Input for this task:
◆ ◆ ◆ ◆
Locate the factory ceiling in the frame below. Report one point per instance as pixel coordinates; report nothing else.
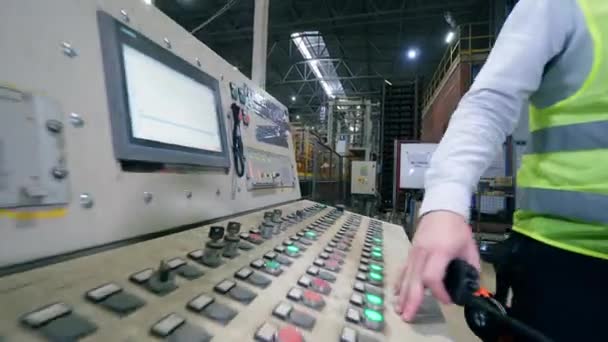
(366, 41)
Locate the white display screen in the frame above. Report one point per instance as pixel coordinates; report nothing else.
(169, 107)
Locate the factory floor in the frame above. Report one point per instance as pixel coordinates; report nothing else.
(459, 331)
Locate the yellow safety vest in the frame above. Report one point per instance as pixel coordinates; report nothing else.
(564, 179)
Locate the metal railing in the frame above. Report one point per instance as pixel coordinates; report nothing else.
(471, 39)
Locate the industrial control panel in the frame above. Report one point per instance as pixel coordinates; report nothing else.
(297, 272)
(148, 191)
(269, 170)
(363, 178)
(117, 123)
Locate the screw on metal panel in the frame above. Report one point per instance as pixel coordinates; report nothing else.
(68, 50)
(125, 16)
(76, 120)
(59, 172)
(148, 197)
(54, 126)
(86, 200)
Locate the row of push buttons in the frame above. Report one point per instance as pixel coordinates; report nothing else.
(59, 322)
(367, 301)
(312, 286)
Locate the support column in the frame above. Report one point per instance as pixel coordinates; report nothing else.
(260, 42)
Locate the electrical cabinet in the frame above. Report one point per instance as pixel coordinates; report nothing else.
(363, 178)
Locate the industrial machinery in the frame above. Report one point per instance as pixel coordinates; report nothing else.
(148, 191)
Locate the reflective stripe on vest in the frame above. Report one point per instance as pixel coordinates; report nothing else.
(584, 136)
(579, 206)
(564, 177)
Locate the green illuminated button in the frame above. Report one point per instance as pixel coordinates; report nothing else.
(376, 267)
(292, 249)
(271, 264)
(374, 276)
(374, 300)
(373, 315)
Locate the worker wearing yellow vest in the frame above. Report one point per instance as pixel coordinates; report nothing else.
(553, 56)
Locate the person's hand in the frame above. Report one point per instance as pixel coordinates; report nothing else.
(441, 237)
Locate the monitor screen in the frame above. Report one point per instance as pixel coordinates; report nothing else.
(167, 106)
(163, 108)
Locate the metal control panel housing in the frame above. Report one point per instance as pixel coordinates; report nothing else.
(363, 178)
(269, 170)
(116, 295)
(33, 170)
(52, 50)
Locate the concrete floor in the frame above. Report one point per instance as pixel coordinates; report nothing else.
(454, 315)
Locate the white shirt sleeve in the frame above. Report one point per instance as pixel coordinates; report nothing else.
(534, 33)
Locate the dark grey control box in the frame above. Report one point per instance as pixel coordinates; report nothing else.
(33, 169)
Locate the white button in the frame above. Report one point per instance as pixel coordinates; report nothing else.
(103, 292)
(312, 270)
(224, 286)
(167, 325)
(200, 302)
(282, 310)
(142, 276)
(175, 263)
(243, 273)
(359, 286)
(353, 315)
(266, 333)
(42, 316)
(270, 255)
(356, 299)
(348, 335)
(197, 254)
(305, 281)
(295, 294)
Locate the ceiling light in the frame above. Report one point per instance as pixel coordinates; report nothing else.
(412, 53)
(449, 38)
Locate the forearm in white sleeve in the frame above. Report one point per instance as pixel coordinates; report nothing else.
(534, 33)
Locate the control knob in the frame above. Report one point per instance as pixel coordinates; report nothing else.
(232, 240)
(212, 255)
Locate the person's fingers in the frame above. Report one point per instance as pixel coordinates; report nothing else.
(413, 278)
(471, 255)
(432, 276)
(414, 299)
(397, 285)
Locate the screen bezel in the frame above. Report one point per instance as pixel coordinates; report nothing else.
(113, 35)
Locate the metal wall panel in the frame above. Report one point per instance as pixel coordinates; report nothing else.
(32, 59)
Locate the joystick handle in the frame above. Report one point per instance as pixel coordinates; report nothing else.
(216, 233)
(233, 228)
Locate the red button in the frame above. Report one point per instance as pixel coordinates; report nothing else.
(312, 296)
(332, 265)
(289, 334)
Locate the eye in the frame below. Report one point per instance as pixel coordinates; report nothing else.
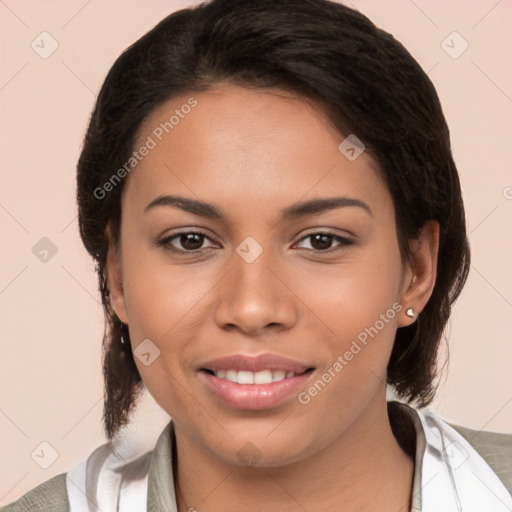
(321, 241)
(190, 241)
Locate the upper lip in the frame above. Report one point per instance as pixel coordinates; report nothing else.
(255, 363)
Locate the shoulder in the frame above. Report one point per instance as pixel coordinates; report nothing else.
(50, 496)
(494, 448)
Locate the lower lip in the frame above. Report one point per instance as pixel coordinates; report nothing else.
(254, 397)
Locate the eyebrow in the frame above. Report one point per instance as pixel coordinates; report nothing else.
(295, 211)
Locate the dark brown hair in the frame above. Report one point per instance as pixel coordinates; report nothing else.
(322, 50)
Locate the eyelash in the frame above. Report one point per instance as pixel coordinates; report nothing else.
(166, 242)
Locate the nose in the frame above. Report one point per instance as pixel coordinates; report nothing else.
(255, 297)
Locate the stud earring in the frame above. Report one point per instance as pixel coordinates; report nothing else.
(124, 334)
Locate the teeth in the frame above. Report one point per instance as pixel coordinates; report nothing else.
(247, 377)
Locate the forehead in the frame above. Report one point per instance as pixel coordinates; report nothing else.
(249, 148)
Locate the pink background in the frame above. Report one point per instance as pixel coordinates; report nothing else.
(52, 321)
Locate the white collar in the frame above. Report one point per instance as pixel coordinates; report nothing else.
(450, 475)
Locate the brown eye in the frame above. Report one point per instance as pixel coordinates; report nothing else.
(188, 241)
(321, 242)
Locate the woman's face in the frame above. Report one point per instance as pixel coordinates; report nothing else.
(260, 282)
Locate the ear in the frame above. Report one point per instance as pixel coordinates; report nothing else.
(114, 276)
(420, 273)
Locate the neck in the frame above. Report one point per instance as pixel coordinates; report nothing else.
(354, 472)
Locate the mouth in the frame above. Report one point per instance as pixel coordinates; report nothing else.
(244, 377)
(254, 383)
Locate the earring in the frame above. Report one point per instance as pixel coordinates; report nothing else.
(124, 334)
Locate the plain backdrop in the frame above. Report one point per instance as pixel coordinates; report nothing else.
(52, 322)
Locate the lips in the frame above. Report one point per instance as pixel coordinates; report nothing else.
(254, 383)
(254, 364)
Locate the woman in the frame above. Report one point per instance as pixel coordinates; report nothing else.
(268, 191)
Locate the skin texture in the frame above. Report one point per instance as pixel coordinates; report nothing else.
(253, 152)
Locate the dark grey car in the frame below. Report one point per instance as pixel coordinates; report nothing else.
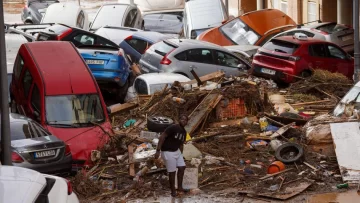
(34, 10)
(183, 55)
(35, 148)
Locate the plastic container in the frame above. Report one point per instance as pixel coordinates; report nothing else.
(275, 167)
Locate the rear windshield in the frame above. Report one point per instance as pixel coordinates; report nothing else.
(162, 48)
(109, 15)
(240, 33)
(332, 28)
(281, 46)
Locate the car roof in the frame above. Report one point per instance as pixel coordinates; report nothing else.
(21, 184)
(60, 64)
(160, 78)
(151, 36)
(309, 40)
(13, 43)
(192, 43)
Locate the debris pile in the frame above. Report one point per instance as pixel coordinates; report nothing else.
(243, 133)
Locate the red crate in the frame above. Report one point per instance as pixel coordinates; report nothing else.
(230, 109)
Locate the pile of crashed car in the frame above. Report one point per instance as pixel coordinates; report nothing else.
(94, 97)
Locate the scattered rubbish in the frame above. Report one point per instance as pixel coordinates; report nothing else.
(289, 153)
(276, 167)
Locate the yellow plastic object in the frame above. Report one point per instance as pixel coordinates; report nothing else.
(188, 137)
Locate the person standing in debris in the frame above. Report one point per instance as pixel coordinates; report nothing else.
(171, 143)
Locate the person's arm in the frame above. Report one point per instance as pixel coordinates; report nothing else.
(161, 142)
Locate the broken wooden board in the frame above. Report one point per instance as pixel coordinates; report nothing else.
(207, 77)
(347, 148)
(285, 193)
(116, 108)
(200, 112)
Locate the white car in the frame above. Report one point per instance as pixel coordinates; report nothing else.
(68, 13)
(22, 185)
(117, 15)
(148, 84)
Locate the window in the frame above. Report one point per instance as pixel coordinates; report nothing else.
(225, 59)
(281, 46)
(138, 44)
(80, 20)
(283, 6)
(27, 81)
(239, 32)
(84, 39)
(35, 99)
(19, 65)
(311, 11)
(70, 110)
(140, 86)
(335, 52)
(200, 56)
(131, 18)
(317, 50)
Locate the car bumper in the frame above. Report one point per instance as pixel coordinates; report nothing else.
(62, 166)
(278, 76)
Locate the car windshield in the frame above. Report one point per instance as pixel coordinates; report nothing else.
(332, 28)
(281, 46)
(112, 12)
(349, 104)
(26, 130)
(239, 32)
(73, 109)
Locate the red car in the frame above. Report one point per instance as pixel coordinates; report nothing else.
(284, 57)
(52, 84)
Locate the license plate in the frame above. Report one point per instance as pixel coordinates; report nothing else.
(44, 154)
(345, 38)
(97, 62)
(268, 71)
(145, 69)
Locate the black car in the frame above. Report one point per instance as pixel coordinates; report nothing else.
(78, 37)
(35, 148)
(34, 10)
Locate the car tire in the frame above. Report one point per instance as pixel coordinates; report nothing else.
(121, 92)
(158, 123)
(282, 153)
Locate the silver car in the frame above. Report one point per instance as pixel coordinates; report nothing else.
(338, 34)
(183, 55)
(35, 148)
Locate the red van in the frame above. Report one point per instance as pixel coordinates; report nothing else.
(52, 84)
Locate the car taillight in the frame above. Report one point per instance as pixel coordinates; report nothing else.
(319, 31)
(69, 187)
(16, 158)
(165, 60)
(62, 35)
(67, 150)
(294, 58)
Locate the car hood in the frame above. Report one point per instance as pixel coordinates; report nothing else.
(33, 141)
(83, 140)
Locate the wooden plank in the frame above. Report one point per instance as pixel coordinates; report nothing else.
(347, 148)
(200, 112)
(116, 108)
(132, 166)
(207, 77)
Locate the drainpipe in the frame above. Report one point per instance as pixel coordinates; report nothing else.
(356, 40)
(4, 107)
(259, 4)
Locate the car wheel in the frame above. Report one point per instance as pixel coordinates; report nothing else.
(121, 92)
(158, 123)
(289, 153)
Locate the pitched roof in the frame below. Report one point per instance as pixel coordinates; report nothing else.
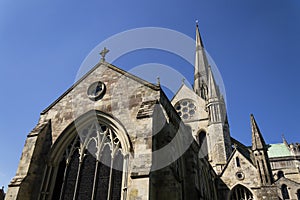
(123, 72)
(278, 150)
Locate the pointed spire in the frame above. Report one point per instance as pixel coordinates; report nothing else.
(285, 141)
(257, 139)
(201, 64)
(199, 42)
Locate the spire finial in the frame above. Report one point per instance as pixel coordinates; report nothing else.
(158, 81)
(103, 54)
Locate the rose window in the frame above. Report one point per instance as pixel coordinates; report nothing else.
(185, 108)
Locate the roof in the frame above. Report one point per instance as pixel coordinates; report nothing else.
(278, 150)
(111, 66)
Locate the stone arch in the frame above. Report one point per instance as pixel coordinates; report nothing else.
(240, 191)
(71, 152)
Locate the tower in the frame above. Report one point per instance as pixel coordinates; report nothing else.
(201, 67)
(260, 156)
(218, 127)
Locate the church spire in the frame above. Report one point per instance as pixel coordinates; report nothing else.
(257, 139)
(201, 66)
(213, 89)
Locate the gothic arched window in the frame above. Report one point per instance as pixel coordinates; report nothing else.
(280, 174)
(285, 192)
(237, 162)
(203, 144)
(240, 192)
(91, 167)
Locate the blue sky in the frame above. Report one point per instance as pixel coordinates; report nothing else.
(254, 43)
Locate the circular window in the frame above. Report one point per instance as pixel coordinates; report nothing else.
(96, 90)
(186, 108)
(240, 175)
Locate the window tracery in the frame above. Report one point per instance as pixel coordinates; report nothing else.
(91, 166)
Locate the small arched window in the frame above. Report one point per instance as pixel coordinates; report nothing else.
(240, 192)
(280, 174)
(237, 162)
(285, 192)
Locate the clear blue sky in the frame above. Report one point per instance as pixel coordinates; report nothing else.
(254, 43)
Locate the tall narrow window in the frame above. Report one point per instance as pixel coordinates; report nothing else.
(285, 192)
(237, 162)
(91, 167)
(203, 145)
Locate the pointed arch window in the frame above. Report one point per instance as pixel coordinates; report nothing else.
(280, 174)
(285, 192)
(91, 167)
(202, 139)
(240, 192)
(237, 161)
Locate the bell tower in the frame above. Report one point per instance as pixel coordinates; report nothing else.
(218, 137)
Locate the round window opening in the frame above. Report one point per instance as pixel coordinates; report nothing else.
(96, 90)
(240, 175)
(186, 108)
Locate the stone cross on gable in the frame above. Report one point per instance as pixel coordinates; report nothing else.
(103, 54)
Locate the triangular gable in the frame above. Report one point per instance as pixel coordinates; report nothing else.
(231, 171)
(185, 92)
(124, 73)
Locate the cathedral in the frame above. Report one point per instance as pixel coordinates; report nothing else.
(99, 141)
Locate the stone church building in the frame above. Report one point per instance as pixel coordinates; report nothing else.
(99, 141)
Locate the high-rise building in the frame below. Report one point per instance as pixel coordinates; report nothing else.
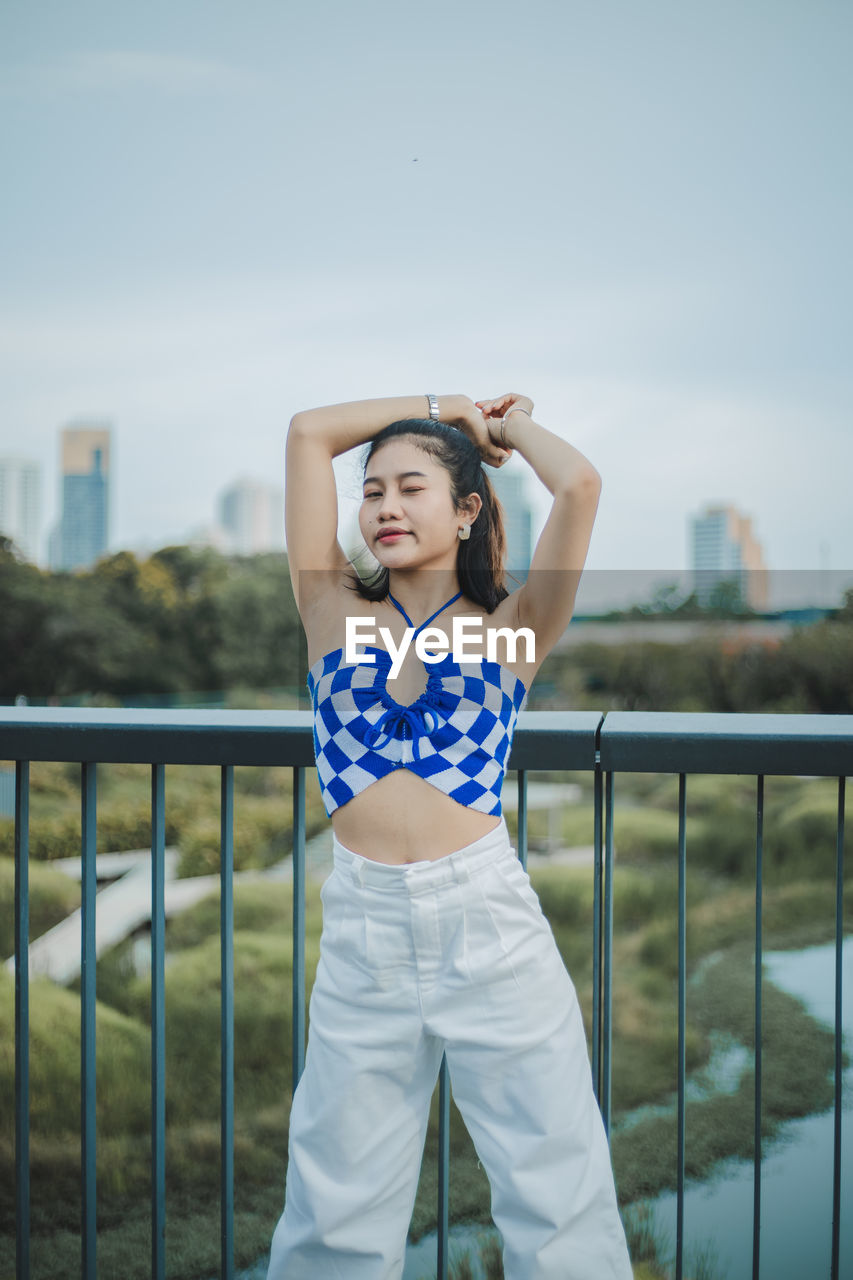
(19, 504)
(518, 524)
(252, 517)
(82, 533)
(724, 549)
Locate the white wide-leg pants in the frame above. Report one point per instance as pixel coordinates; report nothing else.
(450, 955)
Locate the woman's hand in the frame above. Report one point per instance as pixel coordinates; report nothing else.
(468, 417)
(495, 411)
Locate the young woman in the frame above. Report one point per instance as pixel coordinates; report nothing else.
(433, 937)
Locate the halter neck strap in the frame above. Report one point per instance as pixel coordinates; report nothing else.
(428, 620)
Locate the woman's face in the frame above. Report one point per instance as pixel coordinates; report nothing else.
(406, 489)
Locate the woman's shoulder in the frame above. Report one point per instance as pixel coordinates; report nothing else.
(325, 618)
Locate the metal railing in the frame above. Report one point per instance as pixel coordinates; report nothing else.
(603, 745)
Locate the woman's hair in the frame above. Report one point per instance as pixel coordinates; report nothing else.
(479, 558)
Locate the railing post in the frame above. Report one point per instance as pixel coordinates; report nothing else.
(89, 796)
(597, 932)
(607, 949)
(158, 1022)
(227, 1019)
(443, 1173)
(839, 1064)
(756, 1141)
(22, 1020)
(682, 1066)
(297, 1023)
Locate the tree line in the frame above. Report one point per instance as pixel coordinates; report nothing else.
(191, 620)
(185, 618)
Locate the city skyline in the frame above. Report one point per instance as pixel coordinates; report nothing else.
(246, 531)
(292, 220)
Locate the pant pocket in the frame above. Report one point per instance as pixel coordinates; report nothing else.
(340, 910)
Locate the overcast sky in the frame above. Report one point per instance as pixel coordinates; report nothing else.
(638, 214)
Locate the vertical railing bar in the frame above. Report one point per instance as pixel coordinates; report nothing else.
(442, 1260)
(523, 818)
(89, 799)
(756, 1141)
(607, 947)
(597, 897)
(679, 1212)
(297, 1022)
(839, 954)
(22, 1020)
(158, 1022)
(227, 1019)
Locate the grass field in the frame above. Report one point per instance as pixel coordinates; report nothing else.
(798, 910)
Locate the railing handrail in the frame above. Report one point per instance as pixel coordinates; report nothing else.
(638, 741)
(680, 743)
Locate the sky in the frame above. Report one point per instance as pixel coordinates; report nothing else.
(217, 214)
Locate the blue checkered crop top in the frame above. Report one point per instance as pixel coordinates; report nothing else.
(456, 735)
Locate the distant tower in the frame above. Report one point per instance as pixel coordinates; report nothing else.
(518, 524)
(252, 517)
(19, 504)
(723, 549)
(82, 534)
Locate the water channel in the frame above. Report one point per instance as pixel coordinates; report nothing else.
(796, 1178)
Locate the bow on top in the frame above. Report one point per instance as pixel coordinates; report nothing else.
(414, 722)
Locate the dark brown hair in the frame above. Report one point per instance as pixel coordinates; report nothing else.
(479, 558)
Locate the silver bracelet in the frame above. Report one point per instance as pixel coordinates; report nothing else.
(516, 408)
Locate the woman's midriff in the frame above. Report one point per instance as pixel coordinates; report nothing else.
(401, 818)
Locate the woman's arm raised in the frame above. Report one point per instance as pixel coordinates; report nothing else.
(315, 558)
(343, 426)
(546, 600)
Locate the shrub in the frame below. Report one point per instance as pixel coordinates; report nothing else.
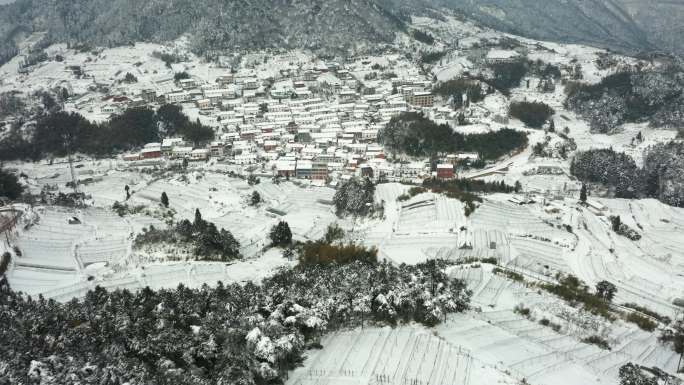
◆ ◆ ◆ ◆
Task to complete:
Only the lines from the one with "Locate the sky" through the final line of the entries above are to be repeated, exactly as written and without pictures.

Output of the exercise:
Locate the sky in the frame above. Report one point per instance as pixel coordinates; report nothing else.
(217, 214)
Locate the blue checkered crop top in the frame above. Report one point per instance as pixel coordinates; report nothing else.
(456, 735)
Locate the distant tower in the frame above. Report one point per instance as pixel coordinates; report nothing else.
(518, 524)
(252, 517)
(19, 504)
(723, 549)
(82, 534)
Locate the water channel in the frame above. Report one point per instance as pixel coordinates; report nothing else.
(796, 1178)
Locate the bow on top in the frame above. Report one point per instance as pixel coordinates; report nothing else.
(414, 722)
Locate the dark brown hair in the frame above. Report one point per instance as pixel coordinates; report nothing else.
(479, 558)
Locate the silver bracelet in the frame above. Report one point per instance as pixel coordinates; report nothing else.
(516, 408)
Locate the woman's midriff in the frame above. Report one point per instance as pixel coordinates; report nothing else.
(401, 818)
Locate the woman's arm raised in the frame above. Report one point per instance as pixel coordinates; report nothing else.
(315, 558)
(343, 426)
(546, 600)
Locate the shrub in the frame below. Report one point per instance as pixel coordinates; report nothing else.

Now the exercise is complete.